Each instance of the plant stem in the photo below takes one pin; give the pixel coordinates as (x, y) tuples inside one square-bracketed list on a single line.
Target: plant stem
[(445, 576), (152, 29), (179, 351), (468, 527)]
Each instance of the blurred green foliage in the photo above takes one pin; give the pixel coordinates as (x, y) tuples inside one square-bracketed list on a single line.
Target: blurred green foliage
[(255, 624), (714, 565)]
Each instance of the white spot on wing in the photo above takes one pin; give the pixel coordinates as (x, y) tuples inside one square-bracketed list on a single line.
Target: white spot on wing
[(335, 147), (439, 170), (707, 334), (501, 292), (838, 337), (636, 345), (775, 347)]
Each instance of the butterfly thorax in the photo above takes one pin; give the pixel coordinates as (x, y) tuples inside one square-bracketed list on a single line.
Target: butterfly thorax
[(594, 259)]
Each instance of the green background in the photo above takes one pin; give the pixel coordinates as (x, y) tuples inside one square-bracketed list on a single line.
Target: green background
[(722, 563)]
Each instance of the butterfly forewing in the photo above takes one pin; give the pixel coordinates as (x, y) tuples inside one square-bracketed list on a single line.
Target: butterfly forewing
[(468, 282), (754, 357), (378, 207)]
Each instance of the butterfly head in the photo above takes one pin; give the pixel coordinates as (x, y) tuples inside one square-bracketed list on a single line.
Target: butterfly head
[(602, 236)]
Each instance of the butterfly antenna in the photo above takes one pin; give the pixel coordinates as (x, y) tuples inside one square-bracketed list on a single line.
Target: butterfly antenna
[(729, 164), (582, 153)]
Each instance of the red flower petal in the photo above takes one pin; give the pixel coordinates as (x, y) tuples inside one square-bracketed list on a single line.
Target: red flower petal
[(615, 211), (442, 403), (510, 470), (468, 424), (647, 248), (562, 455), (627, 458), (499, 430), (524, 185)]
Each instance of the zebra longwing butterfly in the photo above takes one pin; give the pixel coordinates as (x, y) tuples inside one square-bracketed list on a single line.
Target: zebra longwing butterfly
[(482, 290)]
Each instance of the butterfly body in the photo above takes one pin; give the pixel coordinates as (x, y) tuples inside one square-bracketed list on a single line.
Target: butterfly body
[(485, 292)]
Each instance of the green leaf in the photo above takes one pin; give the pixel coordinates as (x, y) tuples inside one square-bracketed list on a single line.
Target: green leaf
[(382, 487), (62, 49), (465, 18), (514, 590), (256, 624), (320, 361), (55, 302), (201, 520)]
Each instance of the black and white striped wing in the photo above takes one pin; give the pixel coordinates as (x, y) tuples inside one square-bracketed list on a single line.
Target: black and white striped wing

● ● ● ● ● ● ●

- **WHAT TO DO**:
Reproduce all of the material above word for word, line by line.

- **RESULT OF THE TASK**:
Each instance of the plant stem in the photo below takes one pin; give the pixel coordinates as (x, y) tuples inside one square-bracketed list on a single line.
Target: plant stem
[(445, 576), (152, 29), (179, 351), (468, 527)]
Each instance of the blurred green foliage in the photo above takes one pin; give the pixel coordinates as (x, y) tuples inside one square-bracketed list on a single line.
Target: blurred green foliage
[(255, 624), (714, 565)]
Each instance of the white spot on wing in the photo above takes one pin; give the pixel coordinates as (x, y) tuples inside one square-bracketed list on a single line.
Target: white spot on wing
[(335, 147), (439, 170), (707, 334), (501, 292), (838, 337), (636, 345), (775, 347)]
Each instance of the butterfly thorax in the photo above takes one pin; give the pixel coordinates as (x, y) tuples inside one square-bracketed list on a single line.
Target: butterfly thorax
[(594, 259)]
Each instance of the green background in the photo above takes one pin; give the pixel coordinates as (x, y) tuples inside one square-bracketed list on a single line.
Target: green background
[(722, 563)]
Each instance of the butterfly forewing in the photo above takes one pin; give the pixel coordinates as (x, y) tuples inside one square-bracketed list on a single line.
Target: butterfly forewing
[(468, 282), (754, 357), (378, 207)]
Each instance of the butterfly head in the photo above takes one pin; give the pixel coordinates as (x, y) tuples inside one square-bracketed list on a single line.
Target: butterfly head
[(602, 236)]
Each instance of the butterfly antenna in the photo above takes one pin; give the pixel coordinates as (x, y) tuples inside one square-bracketed list on a single line.
Target: butterfly antenna
[(729, 164), (582, 153)]
Each instance of the red flower petal in the photo above takes one pin; give the pixel coordinates as (x, y) tuples inside one square-bracketed list on a single line.
Target: red flower petal
[(615, 211), (442, 403), (510, 470), (468, 424), (647, 248), (562, 455), (627, 458), (499, 430), (524, 185)]
Each instance of the zebra longwing butterfly in the photo above takes one pin; give the pixel coordinates as (x, y) tuples inside one square-bracketed list on a single line.
Target: zebra longwing butterfly
[(482, 290)]
Each instance of the butterfly body in the photo above takes one pin; give the pixel coordinates as (x, y) tuples inside one square-bracketed list on a single line.
Target: butterfly body
[(485, 292)]
Each instance of the green leaf in the photo above takes one pin; give the pixel coordinates as (x, y) tuples inside one square-bracketed list on a single line.
Target: green leaf
[(382, 487), (62, 49), (465, 18), (514, 590), (256, 624), (320, 361), (55, 302), (201, 520)]
Each instance of the black and white striped wing in the photo above takes one pin; give the pixel coordinates as (x, y) tuples inside one square-bracketed list on a single line.
Target: black and white striped wing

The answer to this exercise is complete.